**Data excerpts**
=== Section Start ===
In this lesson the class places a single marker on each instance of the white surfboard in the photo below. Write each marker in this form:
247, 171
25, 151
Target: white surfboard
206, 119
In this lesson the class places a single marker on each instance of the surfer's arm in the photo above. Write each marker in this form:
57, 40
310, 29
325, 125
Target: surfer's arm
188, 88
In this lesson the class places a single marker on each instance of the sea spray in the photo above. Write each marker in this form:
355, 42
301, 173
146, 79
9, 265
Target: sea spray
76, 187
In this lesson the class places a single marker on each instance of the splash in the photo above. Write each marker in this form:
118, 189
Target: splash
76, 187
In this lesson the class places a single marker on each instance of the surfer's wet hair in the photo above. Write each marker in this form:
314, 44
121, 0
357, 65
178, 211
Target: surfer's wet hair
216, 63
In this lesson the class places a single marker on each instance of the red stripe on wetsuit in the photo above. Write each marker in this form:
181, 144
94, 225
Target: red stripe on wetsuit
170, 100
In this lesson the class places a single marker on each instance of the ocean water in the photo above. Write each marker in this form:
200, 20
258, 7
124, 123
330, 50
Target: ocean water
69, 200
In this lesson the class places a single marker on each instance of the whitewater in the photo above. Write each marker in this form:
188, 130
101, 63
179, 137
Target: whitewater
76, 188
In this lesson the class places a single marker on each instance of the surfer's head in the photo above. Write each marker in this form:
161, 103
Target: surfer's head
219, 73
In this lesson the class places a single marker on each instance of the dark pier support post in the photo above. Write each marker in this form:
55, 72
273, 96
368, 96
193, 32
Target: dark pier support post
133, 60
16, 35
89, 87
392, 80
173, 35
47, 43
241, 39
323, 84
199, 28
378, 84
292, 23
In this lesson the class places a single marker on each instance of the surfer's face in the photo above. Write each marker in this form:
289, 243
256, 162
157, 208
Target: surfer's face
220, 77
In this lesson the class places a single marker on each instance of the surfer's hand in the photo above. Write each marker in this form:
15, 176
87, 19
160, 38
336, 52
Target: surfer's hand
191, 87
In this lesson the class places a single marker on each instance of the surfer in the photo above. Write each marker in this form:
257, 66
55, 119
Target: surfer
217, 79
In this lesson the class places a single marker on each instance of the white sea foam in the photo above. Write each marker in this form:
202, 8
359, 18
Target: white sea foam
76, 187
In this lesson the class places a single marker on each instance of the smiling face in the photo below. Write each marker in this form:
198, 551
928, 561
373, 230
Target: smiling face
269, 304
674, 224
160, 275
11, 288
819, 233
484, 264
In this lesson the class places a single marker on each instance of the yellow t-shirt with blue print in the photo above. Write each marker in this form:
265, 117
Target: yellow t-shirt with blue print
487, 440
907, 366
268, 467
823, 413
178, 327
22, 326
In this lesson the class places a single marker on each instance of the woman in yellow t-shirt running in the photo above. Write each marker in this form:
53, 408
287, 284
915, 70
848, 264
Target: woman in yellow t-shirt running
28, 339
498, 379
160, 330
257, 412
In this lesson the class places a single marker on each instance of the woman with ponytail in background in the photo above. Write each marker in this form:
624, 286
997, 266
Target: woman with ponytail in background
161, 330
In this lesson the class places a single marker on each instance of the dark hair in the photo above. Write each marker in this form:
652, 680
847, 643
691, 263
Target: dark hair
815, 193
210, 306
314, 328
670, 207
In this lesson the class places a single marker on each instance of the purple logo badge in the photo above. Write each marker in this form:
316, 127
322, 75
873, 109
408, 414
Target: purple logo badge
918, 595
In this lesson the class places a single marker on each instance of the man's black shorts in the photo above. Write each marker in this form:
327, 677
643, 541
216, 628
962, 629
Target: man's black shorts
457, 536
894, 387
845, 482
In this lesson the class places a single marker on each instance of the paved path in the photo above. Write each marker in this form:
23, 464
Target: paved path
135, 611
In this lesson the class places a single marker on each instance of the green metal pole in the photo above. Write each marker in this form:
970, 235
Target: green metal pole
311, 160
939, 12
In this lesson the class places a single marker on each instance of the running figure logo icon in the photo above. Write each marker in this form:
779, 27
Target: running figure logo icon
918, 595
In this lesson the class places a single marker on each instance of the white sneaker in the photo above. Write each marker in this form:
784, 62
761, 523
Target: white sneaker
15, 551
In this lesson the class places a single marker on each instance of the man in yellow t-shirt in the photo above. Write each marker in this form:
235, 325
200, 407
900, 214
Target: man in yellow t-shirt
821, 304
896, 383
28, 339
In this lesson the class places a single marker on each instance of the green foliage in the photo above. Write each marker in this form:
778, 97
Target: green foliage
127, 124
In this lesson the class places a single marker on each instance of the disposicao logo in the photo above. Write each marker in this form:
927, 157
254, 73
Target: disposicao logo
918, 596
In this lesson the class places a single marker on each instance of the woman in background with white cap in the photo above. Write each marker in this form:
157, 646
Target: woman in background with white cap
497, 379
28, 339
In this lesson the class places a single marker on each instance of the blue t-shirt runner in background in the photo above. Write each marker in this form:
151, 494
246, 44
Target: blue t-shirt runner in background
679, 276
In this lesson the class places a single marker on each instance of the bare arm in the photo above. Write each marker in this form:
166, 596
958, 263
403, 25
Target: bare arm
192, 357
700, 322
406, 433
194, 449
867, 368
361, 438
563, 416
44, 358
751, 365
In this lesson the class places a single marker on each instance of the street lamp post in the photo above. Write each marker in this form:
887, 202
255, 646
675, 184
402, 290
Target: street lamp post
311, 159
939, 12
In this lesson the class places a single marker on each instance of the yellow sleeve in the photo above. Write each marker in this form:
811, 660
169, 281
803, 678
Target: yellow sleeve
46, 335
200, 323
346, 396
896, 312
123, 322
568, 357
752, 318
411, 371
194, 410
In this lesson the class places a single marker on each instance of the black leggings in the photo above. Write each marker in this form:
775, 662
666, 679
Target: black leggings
=== Section End ===
Scan the lines above for "below", then copy every one that has it.

**Written response**
In this lesson the class places a single marker on each instance of the white surfboard in the photo below. Write each marker in this form:
In this lesson the class places a single marker on each instance of the smiling face in the photo below. Write each marker in this form:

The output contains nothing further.